(TASK INSTRUCTIONS): Copy the listing below word for word, leaving every line unchanged.

(RECORDS SUPPLIED):
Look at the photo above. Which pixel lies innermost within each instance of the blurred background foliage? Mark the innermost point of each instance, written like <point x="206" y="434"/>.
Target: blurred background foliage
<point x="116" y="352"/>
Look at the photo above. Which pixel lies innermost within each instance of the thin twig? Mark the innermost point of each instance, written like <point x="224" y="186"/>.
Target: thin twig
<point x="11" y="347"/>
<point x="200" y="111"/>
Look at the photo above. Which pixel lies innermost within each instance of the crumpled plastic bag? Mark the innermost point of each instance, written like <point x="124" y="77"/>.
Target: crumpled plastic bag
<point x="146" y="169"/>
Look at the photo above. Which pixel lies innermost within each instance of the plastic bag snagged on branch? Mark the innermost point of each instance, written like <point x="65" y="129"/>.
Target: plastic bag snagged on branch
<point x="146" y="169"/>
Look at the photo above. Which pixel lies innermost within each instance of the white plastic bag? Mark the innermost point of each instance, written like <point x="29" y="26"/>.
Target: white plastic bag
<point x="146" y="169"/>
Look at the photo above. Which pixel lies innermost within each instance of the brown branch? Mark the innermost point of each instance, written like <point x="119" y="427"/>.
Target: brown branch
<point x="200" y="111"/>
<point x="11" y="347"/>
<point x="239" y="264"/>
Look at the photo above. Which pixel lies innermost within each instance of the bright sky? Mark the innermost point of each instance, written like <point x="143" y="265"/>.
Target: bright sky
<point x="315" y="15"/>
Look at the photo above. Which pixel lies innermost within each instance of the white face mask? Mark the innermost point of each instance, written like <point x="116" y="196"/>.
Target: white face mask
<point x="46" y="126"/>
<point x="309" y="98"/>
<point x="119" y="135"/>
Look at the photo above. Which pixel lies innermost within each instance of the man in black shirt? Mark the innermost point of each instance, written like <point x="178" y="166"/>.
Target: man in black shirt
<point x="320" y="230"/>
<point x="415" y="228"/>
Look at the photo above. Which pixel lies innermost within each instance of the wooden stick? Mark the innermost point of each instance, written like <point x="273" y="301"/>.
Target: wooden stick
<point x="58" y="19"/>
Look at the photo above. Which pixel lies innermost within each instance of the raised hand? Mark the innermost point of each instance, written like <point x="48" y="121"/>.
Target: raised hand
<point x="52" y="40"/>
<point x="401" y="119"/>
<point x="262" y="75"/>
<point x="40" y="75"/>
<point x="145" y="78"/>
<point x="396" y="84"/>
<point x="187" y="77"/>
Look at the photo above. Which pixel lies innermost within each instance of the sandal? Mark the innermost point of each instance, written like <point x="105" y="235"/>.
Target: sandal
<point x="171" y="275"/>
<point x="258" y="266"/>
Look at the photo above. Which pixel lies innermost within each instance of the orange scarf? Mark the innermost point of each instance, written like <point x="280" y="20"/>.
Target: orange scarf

(FINAL ANSWER):
Look at the photo above. Which pixel lies innermost within each instance of the blurred background foliage? Mark the innermost point of each instance, written like <point x="206" y="434"/>.
Target: blurred background foliage
<point x="116" y="352"/>
Look at the photo above. Which pixel lies innermost within each instance of the thin twig? Mark the innermost point of each instance, written like <point x="224" y="186"/>.
Target: thin twig
<point x="11" y="347"/>
<point x="200" y="111"/>
Look at the photo above. Which pixel lies innermost within each instance of the crumpled plastic bag? Mark the innermost point of each instance, written like <point x="124" y="77"/>.
Target: crumpled plastic bag
<point x="146" y="169"/>
Look at the photo above. Which pixel lies innermost within each instance of the plastic bag snagged on branch? Mark the innermost point of each instance, written like <point x="65" y="129"/>.
Target: plastic bag snagged on branch
<point x="146" y="169"/>
Look at the photo above. Which pixel lies innermost within each instance of the white plastic bag? Mark the innermost point of each instance, written like <point x="29" y="26"/>.
Target: white plastic bag
<point x="146" y="169"/>
Look at the photo above. Which pixel lies innermost within each instance of the brown branch? Mark the innermost point of each instance, written like <point x="119" y="427"/>.
Target: brown branch
<point x="200" y="111"/>
<point x="11" y="347"/>
<point x="239" y="264"/>
Look at the photo above. Which pixel lies innermost within each instance of the bright sky? Mark the innermost point of each instance, written like <point x="143" y="265"/>.
Target: bright sky
<point x="315" y="15"/>
Look at the photo above. Which pixel lies innermost within each instance of the white face mask? Mark the innermost point of each instance, written like <point x="116" y="196"/>.
Target: white face mask
<point x="46" y="126"/>
<point x="309" y="98"/>
<point x="119" y="135"/>
Look at the photo above. Which pixel lies innermost within each instance of the man in black shirt? Mark the innermost point of each instance, written like <point x="178" y="166"/>.
Target: man in black shirt
<point x="320" y="230"/>
<point x="415" y="228"/>
Look at the photo above. Which pixel lies innermost within each instance of the wooden stick? Mark the innermost point of each instance, written like <point x="273" y="301"/>.
Target: wooden stick
<point x="58" y="19"/>
Look at the photo above. Which pixel lies innermost within each instance of the raised hand? Mark the innermost point of each instance, written like <point x="48" y="121"/>.
Target: raised hand
<point x="52" y="40"/>
<point x="401" y="119"/>
<point x="262" y="75"/>
<point x="40" y="75"/>
<point x="145" y="78"/>
<point x="396" y="84"/>
<point x="187" y="77"/>
Look at the photo above. Which pixel lies innermost within each instance of the sandal? Mark the innermost point of each instance, written like <point x="105" y="235"/>.
Target: sandal
<point x="171" y="275"/>
<point x="258" y="266"/>
Look at the photo above. Which pixel lies innermost within each instance of the orange scarf? Mark the innermost point of each instance, written like <point x="280" y="20"/>.
Target: orange scarf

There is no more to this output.